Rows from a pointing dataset
□ □ □ □
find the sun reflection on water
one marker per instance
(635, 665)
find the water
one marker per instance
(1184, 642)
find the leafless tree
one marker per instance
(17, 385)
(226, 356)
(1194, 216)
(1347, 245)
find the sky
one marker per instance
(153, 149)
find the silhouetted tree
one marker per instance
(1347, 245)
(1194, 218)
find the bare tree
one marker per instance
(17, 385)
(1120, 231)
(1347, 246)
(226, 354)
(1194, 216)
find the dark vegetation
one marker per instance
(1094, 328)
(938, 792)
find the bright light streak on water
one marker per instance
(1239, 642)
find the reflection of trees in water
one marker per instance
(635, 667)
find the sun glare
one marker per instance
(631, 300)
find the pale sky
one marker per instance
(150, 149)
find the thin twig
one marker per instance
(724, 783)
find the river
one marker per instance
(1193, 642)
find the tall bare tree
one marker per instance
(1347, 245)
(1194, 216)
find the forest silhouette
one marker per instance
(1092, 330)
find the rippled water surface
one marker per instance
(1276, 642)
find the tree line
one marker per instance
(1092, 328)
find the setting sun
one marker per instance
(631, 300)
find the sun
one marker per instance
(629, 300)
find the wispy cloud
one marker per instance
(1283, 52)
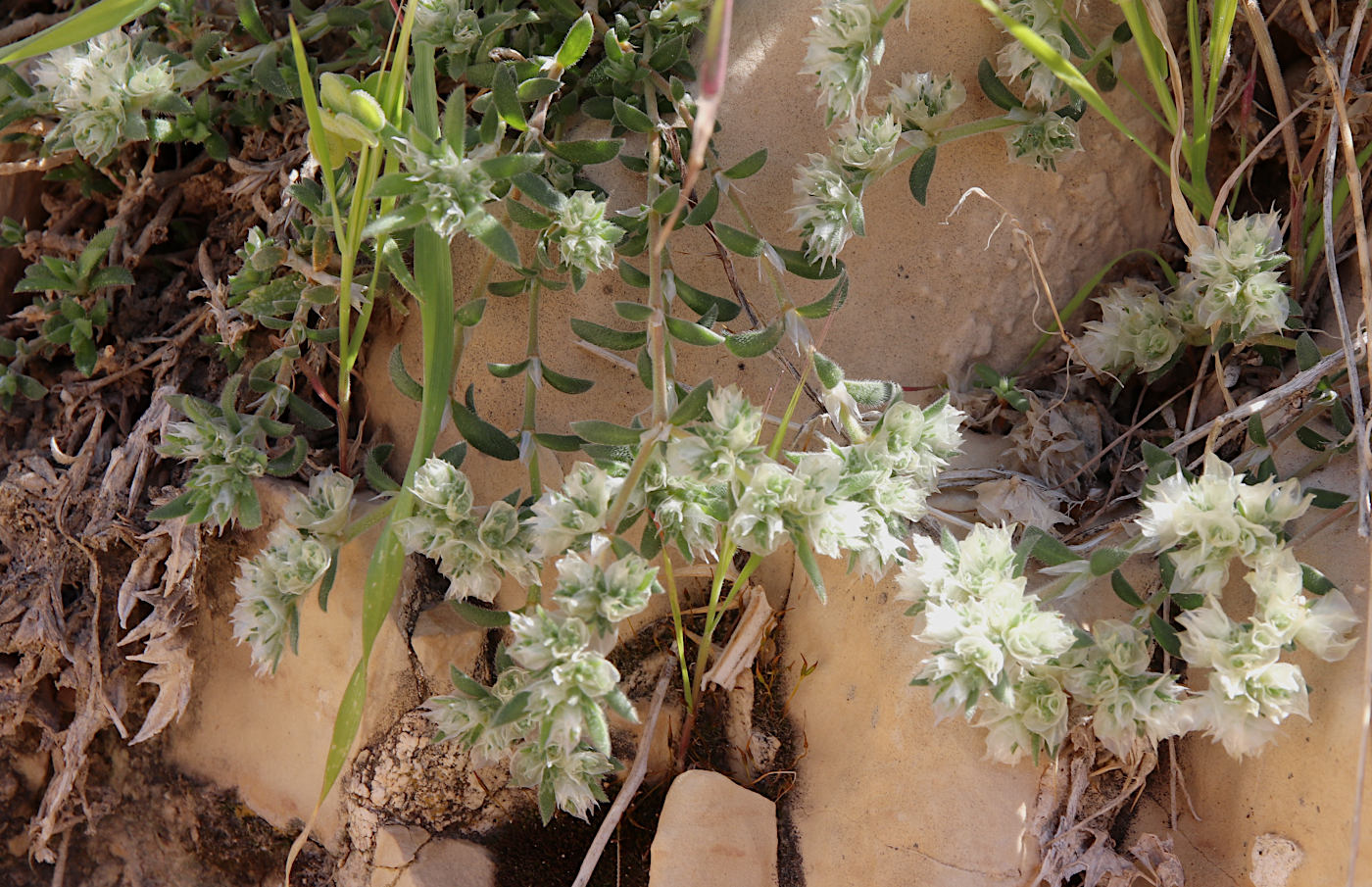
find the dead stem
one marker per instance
(635, 779)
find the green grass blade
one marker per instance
(91, 21)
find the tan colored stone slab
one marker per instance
(268, 736)
(713, 832)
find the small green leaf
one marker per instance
(505, 95)
(326, 582)
(1107, 559)
(496, 238)
(538, 190)
(633, 311)
(704, 209)
(482, 434)
(480, 616)
(1326, 499)
(514, 710)
(576, 41)
(748, 167)
(587, 153)
(470, 314)
(921, 172)
(738, 240)
(401, 377)
(1165, 634)
(1314, 581)
(807, 559)
(535, 88)
(175, 509)
(692, 334)
(703, 302)
(607, 432)
(507, 370)
(1124, 591)
(613, 339)
(633, 276)
(253, 21)
(757, 342)
(802, 267)
(1306, 352)
(631, 117)
(833, 301)
(559, 442)
(290, 462)
(693, 404)
(566, 384)
(994, 89)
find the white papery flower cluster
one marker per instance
(995, 650)
(1042, 137)
(449, 25)
(925, 100)
(295, 559)
(455, 190)
(1206, 522)
(1232, 277)
(998, 655)
(585, 240)
(1231, 290)
(840, 54)
(546, 709)
(473, 547)
(100, 91)
(829, 208)
(851, 502)
(1136, 329)
(1203, 523)
(1017, 64)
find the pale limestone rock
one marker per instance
(397, 845)
(268, 736)
(449, 862)
(1273, 862)
(713, 834)
(442, 639)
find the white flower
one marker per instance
(925, 102)
(1135, 331)
(1042, 139)
(759, 523)
(583, 238)
(455, 190)
(868, 144)
(840, 52)
(1214, 517)
(448, 25)
(1234, 276)
(325, 509)
(100, 92)
(569, 517)
(1017, 62)
(1326, 630)
(829, 211)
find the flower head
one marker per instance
(583, 238)
(1042, 139)
(829, 212)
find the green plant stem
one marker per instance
(674, 598)
(531, 390)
□ □ □ □
**Exercise aim**. Update the material above by replacing every "marker" with "point" and leaving everything else unchanged. Omit the pictures from your answer.

**Task solution**.
find the sun reflection on water
one point per instance
(635, 665)
find the water
one point per instance
(1184, 642)
find the leafless tree
one point per instance
(17, 385)
(226, 356)
(1194, 216)
(1347, 245)
find the sky
one point per instance
(153, 149)
find the silhouetted tree
one point per instance
(1347, 245)
(1194, 218)
find the bare tree
one point per instance
(17, 385)
(1120, 231)
(1347, 246)
(226, 354)
(1194, 216)
find the dark vegetation
one point per instance
(1094, 328)
(938, 792)
find the bright light streak on water
one point per instance
(1239, 642)
find the reflection of trees in water
one point per instance
(635, 667)
find the sun glare
one point per instance
(631, 300)
find the pale sky
one point per instance
(150, 149)
find the thin twig
one point per instance
(724, 783)
find the river
one point per instance
(1193, 642)
find the tall bare tree
one point per instance
(1347, 245)
(1194, 216)
find the forest silhouette
one point per instance
(1092, 330)
find the rippled water surface
one point per instance
(1276, 642)
find the tree line
one point per instance
(1092, 328)
find the setting sun
one point per instance
(631, 300)
find the sun
one point per instance
(629, 300)
find the wispy cloud
one point per instance
(1283, 52)
find the dead stem
one point per instance
(635, 779)
find the green grass blade
one point per instance
(91, 21)
find the tan colored stone slab
one point per instance
(268, 736)
(713, 832)
find the small green leaf
one point per instance
(505, 95)
(326, 582)
(1107, 559)
(496, 238)
(538, 190)
(633, 311)
(704, 209)
(482, 434)
(480, 616)
(1326, 499)
(514, 710)
(576, 41)
(748, 167)
(587, 153)
(470, 314)
(921, 172)
(738, 240)
(401, 377)
(1165, 634)
(1314, 581)
(807, 559)
(535, 88)
(175, 509)
(692, 334)
(703, 302)
(607, 432)
(507, 370)
(1124, 591)
(613, 339)
(633, 276)
(253, 21)
(757, 342)
(802, 267)
(1306, 352)
(631, 117)
(833, 301)
(559, 442)
(290, 462)
(693, 404)
(566, 384)
(994, 89)
find the white papery flower cluster
one point per instance
(995, 650)
(1042, 137)
(449, 25)
(925, 100)
(295, 559)
(455, 190)
(1206, 522)
(1232, 277)
(998, 655)
(585, 240)
(1231, 290)
(840, 54)
(546, 709)
(473, 547)
(100, 91)
(829, 208)
(851, 502)
(1136, 329)
(1203, 523)
(1017, 64)
find the pale limestone rock
one point per instance
(397, 845)
(268, 736)
(449, 862)
(1273, 862)
(713, 834)
(442, 639)
find the white flower
one point per instance
(925, 102)
(1135, 331)
(1042, 139)
(759, 523)
(583, 238)
(455, 190)
(868, 144)
(840, 52)
(1214, 517)
(448, 25)
(1234, 276)
(325, 509)
(100, 92)
(569, 517)
(1017, 62)
(1326, 630)
(829, 211)
find the flower head
one point per instance
(583, 238)
(1042, 139)
(829, 212)
find the green plant stem
one point per instance
(674, 598)
(531, 390)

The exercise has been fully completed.